**Challenge**
Recast the lines below as a JSON list of strings, one string per line, leaving out any blank lines. Begin at the line containing "QA review pass — verify and re-annotate all instances of rolling" and stop after the line containing "139, 124, 264]]", covering only those lines.

Data items

□ □ □ □ □ □ □

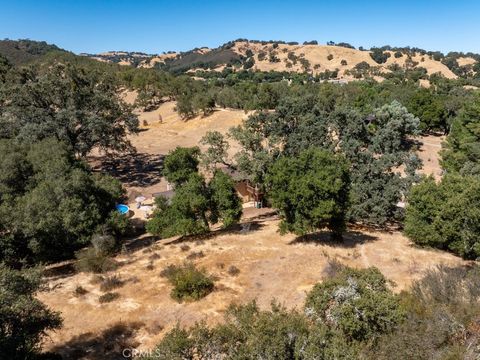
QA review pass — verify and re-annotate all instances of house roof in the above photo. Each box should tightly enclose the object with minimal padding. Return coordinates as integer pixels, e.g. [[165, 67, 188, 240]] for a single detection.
[[152, 189, 175, 200]]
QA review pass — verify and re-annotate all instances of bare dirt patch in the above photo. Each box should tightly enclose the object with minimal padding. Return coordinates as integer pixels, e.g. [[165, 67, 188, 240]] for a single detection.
[[39, 209, 463, 358]]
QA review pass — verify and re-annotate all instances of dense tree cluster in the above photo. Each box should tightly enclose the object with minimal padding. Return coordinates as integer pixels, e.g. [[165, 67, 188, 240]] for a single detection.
[[0, 64, 138, 156], [204, 98, 420, 225], [405, 174, 480, 259], [267, 149, 350, 239], [147, 147, 242, 237], [0, 139, 123, 266], [0, 263, 62, 360]]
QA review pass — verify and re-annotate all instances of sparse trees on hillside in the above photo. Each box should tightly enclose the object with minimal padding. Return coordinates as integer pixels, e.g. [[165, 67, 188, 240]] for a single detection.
[[370, 48, 390, 64], [441, 95, 480, 175], [405, 174, 480, 259]]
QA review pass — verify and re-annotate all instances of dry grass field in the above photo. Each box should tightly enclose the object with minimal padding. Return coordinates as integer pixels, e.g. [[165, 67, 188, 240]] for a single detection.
[[39, 100, 463, 359]]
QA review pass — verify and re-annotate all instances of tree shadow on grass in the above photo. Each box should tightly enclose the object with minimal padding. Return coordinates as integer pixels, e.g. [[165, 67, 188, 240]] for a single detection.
[[93, 153, 164, 186], [165, 221, 265, 245], [50, 322, 144, 360], [289, 230, 378, 248]]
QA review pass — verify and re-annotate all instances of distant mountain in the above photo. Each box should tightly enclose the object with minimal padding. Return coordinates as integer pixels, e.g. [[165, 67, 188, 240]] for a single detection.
[[0, 39, 67, 65], [89, 39, 480, 79]]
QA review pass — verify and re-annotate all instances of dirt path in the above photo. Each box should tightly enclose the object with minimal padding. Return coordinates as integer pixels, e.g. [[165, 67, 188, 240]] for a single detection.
[[39, 214, 463, 355]]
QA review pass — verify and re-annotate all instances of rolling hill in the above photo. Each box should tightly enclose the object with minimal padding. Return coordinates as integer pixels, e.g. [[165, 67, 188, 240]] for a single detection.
[[89, 39, 480, 79]]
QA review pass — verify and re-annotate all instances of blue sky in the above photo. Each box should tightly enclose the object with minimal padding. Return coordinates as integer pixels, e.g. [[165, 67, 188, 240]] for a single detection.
[[0, 0, 480, 53]]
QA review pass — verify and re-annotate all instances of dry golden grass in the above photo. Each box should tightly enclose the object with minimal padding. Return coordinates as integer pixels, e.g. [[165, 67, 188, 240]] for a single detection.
[[52, 93, 454, 358], [39, 209, 462, 354]]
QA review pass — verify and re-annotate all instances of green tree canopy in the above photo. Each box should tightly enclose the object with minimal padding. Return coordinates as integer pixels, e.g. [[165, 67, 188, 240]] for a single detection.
[[441, 95, 480, 175], [404, 174, 480, 259], [267, 148, 350, 238], [0, 64, 138, 156], [0, 263, 62, 360], [163, 146, 200, 186], [0, 139, 124, 264]]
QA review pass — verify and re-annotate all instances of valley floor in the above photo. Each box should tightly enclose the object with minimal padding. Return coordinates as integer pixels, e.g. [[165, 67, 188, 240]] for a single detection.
[[39, 103, 454, 359]]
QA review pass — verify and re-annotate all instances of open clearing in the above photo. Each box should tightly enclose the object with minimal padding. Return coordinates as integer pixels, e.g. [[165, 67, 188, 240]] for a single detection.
[[39, 209, 462, 355], [43, 102, 463, 359]]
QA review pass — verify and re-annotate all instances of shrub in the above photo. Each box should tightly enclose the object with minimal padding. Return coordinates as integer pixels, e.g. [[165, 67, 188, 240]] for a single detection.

□ □ □ □ □ □ □

**Written response**
[
  "QA review pass — verify and re-annotate all instances of rolling hill in the above photo. Each box should tightly enclose the object with minimal padding. Return coordinates as integer pixels, e.g. [[165, 67, 188, 240]] for a single detection.",
  "[[89, 39, 480, 79]]",
  "QA review pass — verify and re-annotate all instances of blue sky in the above photo. Each box should tightly enclose the object with minimal padding. Return coordinates as integer pixels, e.g. [[165, 67, 188, 240]] for a single detection.",
  "[[0, 0, 480, 53]]",
  "QA review pass — verify and re-annotate all instances of dry golden grass in the above photo. Each box should tightly enclose the object with minimal padding. Return coordinates as integer pixels, e.g. [[165, 67, 188, 240]] for a single detection.",
  "[[52, 93, 454, 358], [39, 209, 462, 354]]",
  "QA review pass — verify and re-annotate all instances of green tree canopy in the above photo. Each box should tightly enclose the object with minimal padding. Return coordinates as integer pixels, e.g. [[165, 67, 188, 240]] for a single detection.",
  "[[441, 95, 480, 175], [404, 174, 480, 259], [267, 148, 350, 238], [0, 64, 138, 156], [0, 263, 62, 360], [163, 146, 200, 186], [0, 139, 124, 264]]"
]